**Source excerpt:**
* * * * * * * * *
In Fig. 3, it is evident that during the initial stages of training, the loss variation trends across the five models are relatively similar, suggesting comparable learning speeds on the dataset at the outset. However, as the number of iterations increases, the TAF-ATRM framework proposed demonstrates a clear advantage. The loss reduction rate of this framework is significantly faster than that of the other models, indicating that it captures the features in the data more efficiently, thereby optimizing the learning process. Eventually, the loss curve for TAF-ATRM stabilizes, suggesting that the model reaches a more stable state in the later stages of training.
In terms of accuracy for the three-class emotion recognition tasks, the TAF-ATRM framework also exhibits superior performance. The final recognition accuracy stabilizes at 0.863, notably outperforming the other models, demonstrating the higher accuracy and robustness in multimodal sentiment analysis. This framework effectively handles complex sentiment classification tasks. The results for the MOSEI dataset are presented in Fig. 4.
Figure 4: Training process and recognition accuracy on the MOSEI dataset.
In Fig. 4, it is evident that the model’s loss variation trend during training closely correlates with its performance on the MOSI dataset. Given that this dataset contains a larger volume of data and more diverse sentiment expressions, the model’s complexity increases during training, leading to a relatively slower decline in loss. This reflects the challenges faced when handling large-scale, heterogeneous data. Nonetheless, the model proposed continues to exhibit stable performance, ultimately achieving an accuracy of 0.849 on the MOSI dataset. Although this is slightly lower compared to smaller datasets, it still underscores the model’s strong sentiment recognition capabilities on larger datasets. This result further validates the model’s effectiveness in managing complex multimodal sentiment analysis tasks, maintaining a high recognition rate despite the increase in data volume.
* * * * * * * * *
**Given data:**
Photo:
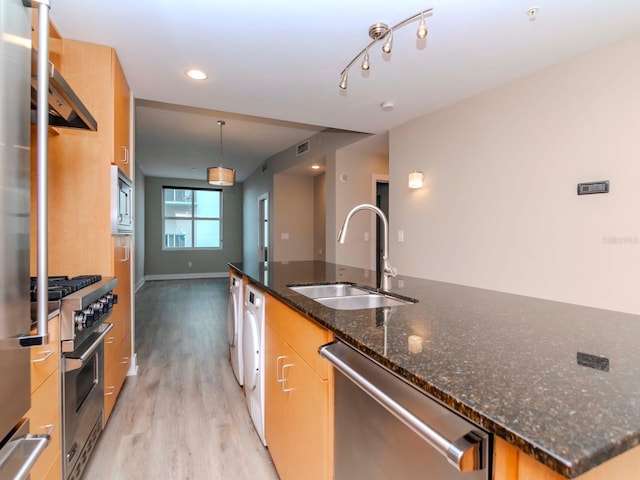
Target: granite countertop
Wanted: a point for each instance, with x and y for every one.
(507, 362)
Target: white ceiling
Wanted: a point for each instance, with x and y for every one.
(274, 66)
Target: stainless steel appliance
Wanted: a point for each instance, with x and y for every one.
(387, 429)
(18, 449)
(83, 327)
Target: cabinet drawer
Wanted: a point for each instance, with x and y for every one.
(46, 359)
(55, 470)
(44, 417)
(303, 335)
(114, 375)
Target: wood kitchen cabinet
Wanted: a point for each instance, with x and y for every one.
(80, 239)
(298, 395)
(45, 413)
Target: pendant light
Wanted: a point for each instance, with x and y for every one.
(221, 176)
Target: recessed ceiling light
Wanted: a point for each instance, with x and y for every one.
(196, 74)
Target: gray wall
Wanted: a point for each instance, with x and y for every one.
(138, 268)
(205, 262)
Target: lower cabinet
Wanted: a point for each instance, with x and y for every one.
(45, 415)
(117, 360)
(298, 395)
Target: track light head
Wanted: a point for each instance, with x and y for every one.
(388, 45)
(345, 78)
(365, 62)
(422, 28)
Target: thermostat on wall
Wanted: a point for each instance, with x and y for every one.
(593, 187)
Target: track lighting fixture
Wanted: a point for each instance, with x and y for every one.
(382, 31)
(221, 176)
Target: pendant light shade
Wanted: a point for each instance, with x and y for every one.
(221, 176)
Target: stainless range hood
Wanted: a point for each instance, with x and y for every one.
(65, 108)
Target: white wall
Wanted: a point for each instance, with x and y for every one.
(500, 209)
(293, 204)
(353, 173)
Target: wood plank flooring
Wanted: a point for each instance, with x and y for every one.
(184, 415)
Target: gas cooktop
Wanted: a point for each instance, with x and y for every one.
(61, 286)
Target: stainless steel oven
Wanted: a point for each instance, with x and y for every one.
(83, 400)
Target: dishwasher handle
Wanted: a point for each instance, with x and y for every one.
(464, 453)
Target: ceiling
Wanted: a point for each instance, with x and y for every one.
(274, 67)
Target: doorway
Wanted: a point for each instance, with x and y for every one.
(263, 227)
(382, 202)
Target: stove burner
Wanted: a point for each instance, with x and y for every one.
(61, 286)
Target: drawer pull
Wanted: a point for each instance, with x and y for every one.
(47, 354)
(284, 367)
(49, 428)
(279, 379)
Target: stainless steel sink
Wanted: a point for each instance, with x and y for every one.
(370, 300)
(345, 296)
(329, 290)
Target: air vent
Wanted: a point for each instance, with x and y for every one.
(593, 187)
(302, 148)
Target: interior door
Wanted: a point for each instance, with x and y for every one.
(263, 227)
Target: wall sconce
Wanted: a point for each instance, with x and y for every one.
(416, 179)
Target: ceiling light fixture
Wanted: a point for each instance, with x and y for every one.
(196, 74)
(221, 176)
(382, 31)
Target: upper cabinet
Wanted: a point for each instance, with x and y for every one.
(122, 99)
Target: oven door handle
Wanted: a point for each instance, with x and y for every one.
(71, 364)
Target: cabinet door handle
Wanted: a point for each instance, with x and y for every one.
(127, 255)
(125, 154)
(279, 378)
(284, 367)
(47, 354)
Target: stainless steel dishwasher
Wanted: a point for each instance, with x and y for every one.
(387, 429)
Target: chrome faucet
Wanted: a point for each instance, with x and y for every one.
(387, 271)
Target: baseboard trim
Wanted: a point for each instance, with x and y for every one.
(186, 276)
(133, 366)
(139, 285)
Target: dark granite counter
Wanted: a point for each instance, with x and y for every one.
(512, 364)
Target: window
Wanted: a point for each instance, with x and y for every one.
(192, 218)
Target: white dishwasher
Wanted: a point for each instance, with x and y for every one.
(385, 428)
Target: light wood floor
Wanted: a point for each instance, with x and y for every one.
(184, 415)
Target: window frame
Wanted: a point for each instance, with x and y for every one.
(192, 218)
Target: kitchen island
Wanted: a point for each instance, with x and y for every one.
(559, 382)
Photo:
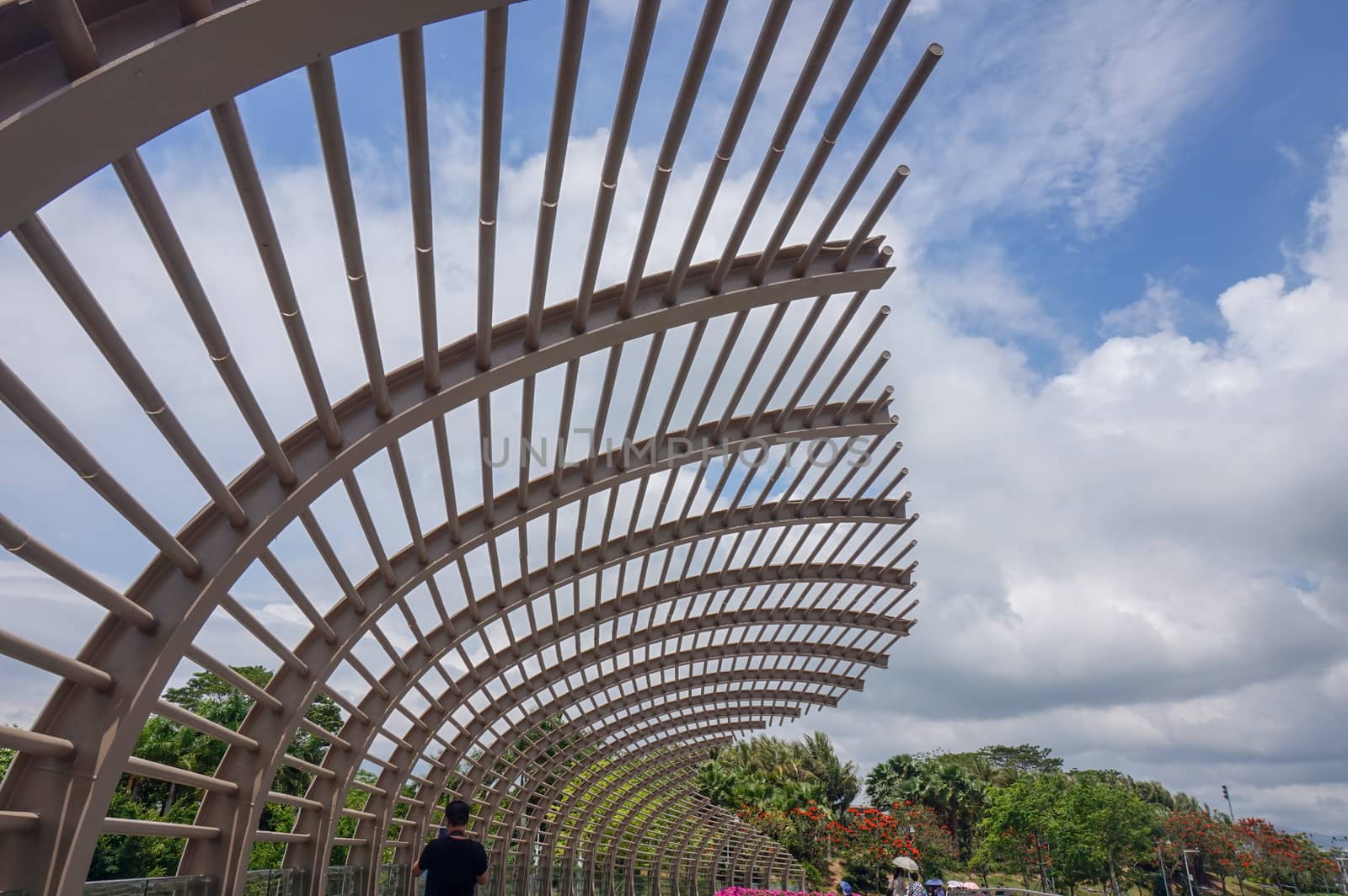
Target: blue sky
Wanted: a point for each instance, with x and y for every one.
(1235, 181)
(1119, 303)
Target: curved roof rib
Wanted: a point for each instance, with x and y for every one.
(714, 542)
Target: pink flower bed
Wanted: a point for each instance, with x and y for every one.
(752, 891)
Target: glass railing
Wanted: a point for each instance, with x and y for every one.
(276, 882)
(343, 880)
(197, 886)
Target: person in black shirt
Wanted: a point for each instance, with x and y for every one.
(453, 864)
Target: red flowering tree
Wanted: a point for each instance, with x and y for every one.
(1215, 840)
(867, 840)
(1282, 859)
(933, 845)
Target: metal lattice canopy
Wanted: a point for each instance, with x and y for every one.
(709, 559)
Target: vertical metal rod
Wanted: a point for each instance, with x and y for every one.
(862, 387)
(243, 170)
(323, 85)
(788, 359)
(786, 125)
(873, 217)
(564, 101)
(832, 130)
(869, 155)
(638, 51)
(404, 493)
(494, 104)
(763, 47)
(848, 363)
(817, 361)
(158, 224)
(49, 428)
(707, 30)
(71, 287)
(411, 47)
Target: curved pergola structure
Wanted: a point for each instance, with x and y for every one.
(728, 550)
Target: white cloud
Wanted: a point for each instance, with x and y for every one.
(1138, 561)
(1112, 558)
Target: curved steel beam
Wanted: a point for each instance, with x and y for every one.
(394, 781)
(745, 616)
(168, 73)
(397, 684)
(103, 728)
(415, 563)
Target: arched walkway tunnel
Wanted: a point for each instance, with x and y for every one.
(698, 529)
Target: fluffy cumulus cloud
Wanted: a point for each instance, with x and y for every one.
(1136, 557)
(1139, 561)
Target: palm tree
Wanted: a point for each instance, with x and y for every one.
(956, 792)
(894, 781)
(821, 763)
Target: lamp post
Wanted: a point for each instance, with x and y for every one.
(1240, 879)
(1186, 872)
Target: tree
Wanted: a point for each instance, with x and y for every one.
(894, 781)
(172, 744)
(869, 840)
(1024, 759)
(933, 846)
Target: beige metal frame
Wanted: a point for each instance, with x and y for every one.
(576, 736)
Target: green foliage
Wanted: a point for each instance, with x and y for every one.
(952, 785)
(777, 775)
(173, 744)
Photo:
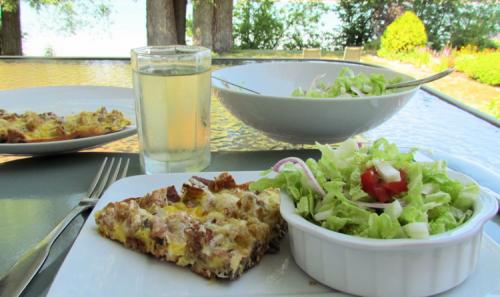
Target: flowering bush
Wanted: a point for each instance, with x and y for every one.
(405, 34)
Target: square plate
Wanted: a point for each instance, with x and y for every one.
(97, 266)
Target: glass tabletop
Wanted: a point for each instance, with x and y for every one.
(427, 121)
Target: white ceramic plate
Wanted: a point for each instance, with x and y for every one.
(66, 100)
(96, 266)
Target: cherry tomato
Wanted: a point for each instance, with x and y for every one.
(372, 184)
(369, 180)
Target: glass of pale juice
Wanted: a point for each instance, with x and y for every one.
(172, 90)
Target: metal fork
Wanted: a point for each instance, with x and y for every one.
(19, 276)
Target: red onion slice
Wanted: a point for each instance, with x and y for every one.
(310, 176)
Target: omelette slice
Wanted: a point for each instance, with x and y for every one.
(215, 227)
(40, 127)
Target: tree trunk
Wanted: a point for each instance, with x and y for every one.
(160, 22)
(223, 26)
(10, 32)
(203, 13)
(180, 20)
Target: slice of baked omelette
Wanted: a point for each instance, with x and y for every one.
(217, 228)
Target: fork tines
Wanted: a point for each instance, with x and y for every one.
(107, 175)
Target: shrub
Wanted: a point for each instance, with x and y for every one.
(482, 66)
(405, 34)
(494, 107)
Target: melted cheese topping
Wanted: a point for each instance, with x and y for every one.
(216, 230)
(34, 127)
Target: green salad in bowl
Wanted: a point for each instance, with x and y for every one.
(347, 84)
(374, 191)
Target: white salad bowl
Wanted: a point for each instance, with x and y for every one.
(298, 119)
(389, 267)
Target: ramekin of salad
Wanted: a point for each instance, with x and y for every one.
(370, 220)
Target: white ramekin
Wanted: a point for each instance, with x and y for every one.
(389, 267)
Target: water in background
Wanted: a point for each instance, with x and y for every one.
(227, 132)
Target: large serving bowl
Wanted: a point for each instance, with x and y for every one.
(389, 267)
(299, 119)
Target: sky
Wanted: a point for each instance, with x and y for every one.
(125, 30)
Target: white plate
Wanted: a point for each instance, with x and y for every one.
(96, 266)
(66, 100)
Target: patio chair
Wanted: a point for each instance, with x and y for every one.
(311, 53)
(353, 53)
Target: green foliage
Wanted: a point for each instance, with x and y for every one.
(482, 66)
(294, 26)
(437, 16)
(7, 5)
(256, 25)
(475, 23)
(362, 21)
(494, 107)
(458, 22)
(302, 25)
(356, 23)
(405, 34)
(418, 57)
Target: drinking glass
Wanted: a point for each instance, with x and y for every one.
(172, 90)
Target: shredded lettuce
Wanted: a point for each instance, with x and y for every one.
* * * * * * * * *
**Job 1:**
Quote in full every sentence of the training-results excerpt that contains the word "framework," in the order they appear.
**Job 2:**
Reproduce word for word everything in the training-results excerpt from "In Fig. 4, it" down to "in data volume.".

**Task answer 1:**
1. However, as the number of iterations increases, the TAF-ATRM framework proposed demonstrates a clear advantage.
2. The loss reduction rate of this framework is significantly faster than that of the other models, indicating that it captures the features in the data more efficiently, thereby optimizing the learning process.
3. In terms of accuracy for the three-class emotion recognition tasks, the TAF-ATRM framework also exhibits superior performance.
4. This framework effectively handles complex sentiment classification tasks.

**Task answer 2:**
In Fig. 4, it is evident that the model’s loss variation trend during training closely correlates with its performance on the MOSI dataset. Given that this dataset contains a larger volume of data and more diverse sentiment expressions, the model’s complexity increases during training, leading to a relatively slower decline in loss. This reflects the challenges faced when handling large-scale, heterogeneous data. Nonetheless, the model proposed continues to exhibit stable performance, ultimately achieving an accuracy of 0.849 on the MOSI dataset. Although this is slightly lower compared to smaller datasets, it still underscores the model’s strong sentiment recognition capabilities on larger datasets. This result further validates the model’s effectiveness in managing complex multimodal sentiment analysis tasks, maintaining a high recognition rate despite the increase in data volume.